■ **Prompt**
Render every line of the listing below as a JSON list of strings, one string per line, with blank lines omitted and the pictures left out.

▼

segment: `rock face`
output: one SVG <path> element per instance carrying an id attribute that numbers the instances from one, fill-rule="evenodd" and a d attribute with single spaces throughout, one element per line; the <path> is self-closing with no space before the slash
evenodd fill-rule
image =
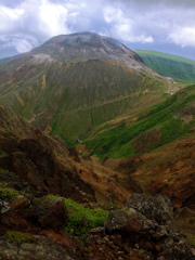
<path id="1" fill-rule="evenodd" d="M 64 198 L 56 198 L 50 202 L 48 212 L 43 214 L 39 223 L 42 229 L 55 229 L 67 224 L 68 212 Z"/>
<path id="2" fill-rule="evenodd" d="M 32 128 L 9 107 L 0 107 L 0 168 L 28 183 L 36 196 L 50 191 L 80 202 L 95 200 L 93 188 L 78 176 L 61 139 Z M 18 190 L 24 188 L 24 183 L 11 178 Z"/>
<path id="3" fill-rule="evenodd" d="M 136 206 L 142 213 L 130 208 L 130 205 L 133 208 Z M 109 213 L 105 230 L 110 236 L 121 235 L 122 243 L 132 248 L 129 252 L 132 259 L 193 260 L 195 255 L 183 235 L 174 229 L 171 209 L 170 202 L 162 196 L 134 194 L 122 211 L 114 210 Z M 166 217 L 160 219 L 160 213 Z"/>
<path id="4" fill-rule="evenodd" d="M 127 208 L 133 208 L 150 220 L 155 220 L 158 224 L 166 224 L 173 220 L 173 207 L 170 199 L 161 196 L 145 196 L 134 193 L 126 204 Z"/>
<path id="5" fill-rule="evenodd" d="M 32 236 L 31 243 L 17 246 L 13 243 L 0 240 L 0 259 L 17 260 L 74 260 L 66 249 L 44 236 Z"/>

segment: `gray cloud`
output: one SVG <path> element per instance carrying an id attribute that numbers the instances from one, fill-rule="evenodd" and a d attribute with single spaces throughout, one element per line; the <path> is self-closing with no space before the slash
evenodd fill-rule
<path id="1" fill-rule="evenodd" d="M 127 43 L 195 47 L 194 13 L 194 0 L 1 0 L 0 56 L 87 30 Z"/>

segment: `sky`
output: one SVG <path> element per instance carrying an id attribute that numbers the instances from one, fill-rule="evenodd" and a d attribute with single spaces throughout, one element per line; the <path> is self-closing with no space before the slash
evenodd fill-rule
<path id="1" fill-rule="evenodd" d="M 0 0 L 0 58 L 79 31 L 195 60 L 195 0 Z"/>

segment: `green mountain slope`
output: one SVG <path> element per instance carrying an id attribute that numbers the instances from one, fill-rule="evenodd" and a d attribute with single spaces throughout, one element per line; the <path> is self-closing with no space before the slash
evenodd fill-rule
<path id="1" fill-rule="evenodd" d="M 195 61 L 156 51 L 135 51 L 157 73 L 179 81 L 195 83 Z"/>
<path id="2" fill-rule="evenodd" d="M 194 116 L 195 86 L 191 86 L 140 115 L 134 123 L 123 120 L 115 128 L 96 133 L 86 145 L 91 154 L 101 158 L 146 153 L 187 134 L 195 127 Z"/>
<path id="3" fill-rule="evenodd" d="M 130 110 L 142 93 L 157 102 L 169 87 L 123 44 L 89 32 L 0 61 L 0 103 L 68 144 Z"/>

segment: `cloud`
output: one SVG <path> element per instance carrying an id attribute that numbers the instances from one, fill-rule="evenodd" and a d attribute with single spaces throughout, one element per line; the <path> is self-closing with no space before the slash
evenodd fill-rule
<path id="1" fill-rule="evenodd" d="M 172 31 L 169 37 L 174 43 L 182 47 L 193 46 L 195 47 L 195 27 L 180 28 L 178 27 Z"/>
<path id="2" fill-rule="evenodd" d="M 21 53 L 76 31 L 195 47 L 194 13 L 194 0 L 1 0 L 0 56 L 6 47 Z"/>

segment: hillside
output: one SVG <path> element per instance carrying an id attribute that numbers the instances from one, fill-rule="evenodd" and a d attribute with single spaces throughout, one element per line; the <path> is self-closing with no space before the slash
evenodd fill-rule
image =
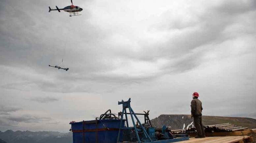
<path id="1" fill-rule="evenodd" d="M 1 139 L 0 139 L 0 143 L 6 143 L 6 142 L 4 141 Z"/>
<path id="2" fill-rule="evenodd" d="M 162 115 L 151 120 L 153 126 L 166 125 L 171 127 L 173 130 L 185 129 L 188 126 L 193 127 L 193 120 L 187 115 Z M 230 117 L 203 116 L 202 122 L 205 125 L 229 123 L 238 126 L 256 128 L 256 119 L 241 117 Z"/>
<path id="3" fill-rule="evenodd" d="M 64 134 L 56 132 L 14 132 L 9 130 L 0 132 L 0 138 L 8 143 L 70 143 L 73 141 L 72 133 Z M 2 143 L 1 140 L 0 143 Z"/>

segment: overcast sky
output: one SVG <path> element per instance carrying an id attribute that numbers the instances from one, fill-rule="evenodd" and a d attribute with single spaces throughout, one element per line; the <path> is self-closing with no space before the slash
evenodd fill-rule
<path id="1" fill-rule="evenodd" d="M 203 115 L 256 118 L 256 1 L 73 2 L 1 1 L 0 131 L 67 132 L 129 98 L 189 114 L 194 91 Z"/>

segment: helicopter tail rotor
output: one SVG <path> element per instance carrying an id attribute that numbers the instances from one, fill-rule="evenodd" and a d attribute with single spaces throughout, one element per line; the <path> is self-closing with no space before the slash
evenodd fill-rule
<path id="1" fill-rule="evenodd" d="M 57 6 L 56 6 L 56 8 L 57 9 L 57 10 L 58 11 L 59 11 L 59 12 L 60 12 L 60 9 L 59 9 L 59 8 L 57 7 Z"/>

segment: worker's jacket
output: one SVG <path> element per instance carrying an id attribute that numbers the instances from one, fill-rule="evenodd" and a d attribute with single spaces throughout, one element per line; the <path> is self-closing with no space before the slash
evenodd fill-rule
<path id="1" fill-rule="evenodd" d="M 193 99 L 191 101 L 191 115 L 193 116 L 201 116 L 203 107 L 202 102 L 197 98 Z"/>

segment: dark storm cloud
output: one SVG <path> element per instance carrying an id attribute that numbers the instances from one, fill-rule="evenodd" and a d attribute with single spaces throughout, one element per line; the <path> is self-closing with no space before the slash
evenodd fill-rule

▲

■ **Result of this exercise**
[
  "segment: `rock face`",
  "output: one SVG <path> element per instance carrying an id attribute that numbers the instances from one, fill-rule=\"evenodd\" and a d attribute with single spaces throughout, one element per line; the <path> is self-closing with no space before the slash",
  "evenodd fill-rule",
  "image =",
  "<path id=\"1\" fill-rule=\"evenodd\" d=\"M 64 198 L 56 198 L 50 202 L 48 212 L 43 214 L 39 223 L 42 229 L 55 229 L 67 224 L 68 212 Z\"/>",
  "<path id=\"2\" fill-rule=\"evenodd\" d=\"M 32 128 L 9 107 L 0 107 L 0 168 L 28 183 L 36 196 L 50 191 L 80 202 L 95 200 L 93 188 L 78 176 L 61 139 Z M 18 190 L 24 188 L 24 183 L 11 178 Z\"/>",
  "<path id=\"3\" fill-rule=\"evenodd\" d=\"M 136 206 L 142 213 L 130 208 L 130 205 L 133 208 Z M 109 213 L 105 230 L 110 236 L 121 235 L 122 243 L 132 248 L 129 252 L 132 259 L 193 260 L 195 255 L 183 235 L 174 229 L 171 209 L 170 202 L 162 196 L 134 194 L 122 211 L 114 210 Z M 166 217 L 160 219 L 160 213 Z\"/>",
  "<path id=\"4\" fill-rule=\"evenodd\" d=\"M 127 208 L 133 208 L 150 220 L 155 220 L 158 224 L 166 224 L 173 220 L 173 207 L 170 199 L 161 196 L 145 196 L 134 193 L 126 204 Z\"/>",
  "<path id=\"5\" fill-rule=\"evenodd\" d=\"M 32 236 L 31 243 L 17 246 L 13 243 L 0 240 L 0 259 L 17 260 L 74 260 L 66 249 L 44 236 Z\"/>",
  "segment: `gray cloud`",
  "output: one SVG <path> element per instance carrying an id attribute that numbers the instances from one, fill-rule=\"evenodd\" and a d attribute with single spaces throughout, one element per line; the <path> is self-closing with no space before the slash",
  "evenodd fill-rule",
  "<path id=\"1\" fill-rule=\"evenodd\" d=\"M 127 43 L 195 47 L 194 13 L 194 0 L 1 0 L 0 56 L 87 30 Z\"/>",
  "segment: `sky`",
  "output: one SVG <path> element per instance carrying an id attribute that numbers the instances from one, fill-rule=\"evenodd\" and a d attribute with single spaces throughout, one element per line; the <path> is self-closing with no space before the slash",
  "evenodd fill-rule",
  "<path id=\"1\" fill-rule=\"evenodd\" d=\"M 0 0 L 0 58 L 79 31 L 195 60 L 195 0 Z\"/>",
  "segment: `green mountain slope`",
  "output: one SVG <path> element per instance carrying an id attribute that numbers the instances from one, fill-rule=\"evenodd\" and a d attribute with single spaces throughout, one element per line; the <path> is self-closing with no space before the slash",
  "evenodd fill-rule",
  "<path id=\"1\" fill-rule=\"evenodd\" d=\"M 195 61 L 156 51 L 135 51 L 157 73 L 179 81 L 195 83 Z\"/>",
  "<path id=\"2\" fill-rule=\"evenodd\" d=\"M 194 116 L 195 86 L 191 86 L 140 115 L 134 123 L 123 120 L 115 128 L 96 133 L 86 145 L 91 154 L 101 158 L 146 153 L 187 134 L 195 127 Z\"/>",
  "<path id=\"3\" fill-rule=\"evenodd\" d=\"M 130 110 L 142 93 L 157 102 L 169 87 L 123 44 L 89 32 L 0 61 L 0 103 L 68 144 Z\"/>",
  "segment: `cloud`",
  "output: one SVG <path> element per instance carrying an id attribute that numbers the instances from one, fill-rule=\"evenodd\" and a d attribute with single spaces throughout, one element per line; the <path> is self-closing with no space before the slash",
  "evenodd fill-rule",
  "<path id=\"1\" fill-rule=\"evenodd\" d=\"M 172 31 L 169 37 L 174 43 L 182 47 L 193 46 L 195 47 L 195 27 L 180 28 L 178 27 Z\"/>",
  "<path id=\"2\" fill-rule=\"evenodd\" d=\"M 21 53 L 76 31 L 195 47 L 194 13 L 194 0 L 1 0 L 0 56 L 6 47 Z\"/>",
  "segment: hillside",
  "output: one SVG <path> element per instance carrying an id attribute that numbers the instances from one, fill-rule=\"evenodd\" and a d attribute with single spaces throughout, one element per line; the <path> is self-closing with no space before the slash",
  "evenodd fill-rule",
  "image =",
  "<path id=\"1\" fill-rule=\"evenodd\" d=\"M 1 139 L 0 139 L 0 143 L 6 143 L 6 142 L 4 141 Z\"/>",
  "<path id=\"2\" fill-rule=\"evenodd\" d=\"M 162 115 L 151 120 L 153 126 L 166 125 L 171 127 L 173 130 L 185 129 L 188 126 L 193 127 L 193 120 L 187 115 Z M 230 117 L 203 116 L 202 122 L 205 125 L 229 123 L 238 126 L 256 128 L 256 119 L 241 117 Z\"/>",
  "<path id=\"3\" fill-rule=\"evenodd\" d=\"M 64 134 L 56 132 L 14 132 L 9 130 L 0 132 L 0 138 L 8 143 L 70 143 L 73 141 L 72 133 Z M 2 143 L 1 140 L 0 143 Z\"/>",
  "segment: overcast sky",
  "output: one SVG <path> element per instance carrying an id attribute that numbers the instances from one, fill-rule=\"evenodd\" and a d attribute with single spaces throughout, one element per line; the <path> is self-closing with no space before the slash",
  "evenodd fill-rule",
  "<path id=\"1\" fill-rule=\"evenodd\" d=\"M 203 115 L 256 118 L 256 1 L 73 2 L 1 1 L 0 131 L 67 132 L 129 98 L 189 114 L 194 91 Z\"/>",
  "segment: helicopter tail rotor",
  "output: one SVG <path> element per instance carrying an id attribute that numbers the instances from one, fill-rule=\"evenodd\" and a d attribute with single spaces throughout, one element per line; the <path> is self-closing with no space before the slash",
  "evenodd fill-rule",
  "<path id=\"1\" fill-rule=\"evenodd\" d=\"M 57 6 L 56 6 L 56 8 L 57 9 L 57 10 L 58 11 L 59 11 L 59 12 L 60 12 L 60 9 L 59 9 L 59 8 L 57 7 Z\"/>",
  "segment: worker's jacket",
  "output: one SVG <path> element per instance carrying an id attribute that numbers the instances from one, fill-rule=\"evenodd\" and a d attribute with single spaces throughout, one element per line; the <path> is self-closing with no space before the slash",
  "evenodd fill-rule",
  "<path id=\"1\" fill-rule=\"evenodd\" d=\"M 193 99 L 191 101 L 191 115 L 193 116 L 201 116 L 203 107 L 202 102 L 197 98 Z\"/>",
  "segment: dark storm cloud",
  "output: one SVG <path> element per instance carrying an id attribute that numbers the instances from one, fill-rule=\"evenodd\" and a d attribute with single spaces throughout, one element per line; the <path> is self-closing with no space before the slash",
  "evenodd fill-rule"
]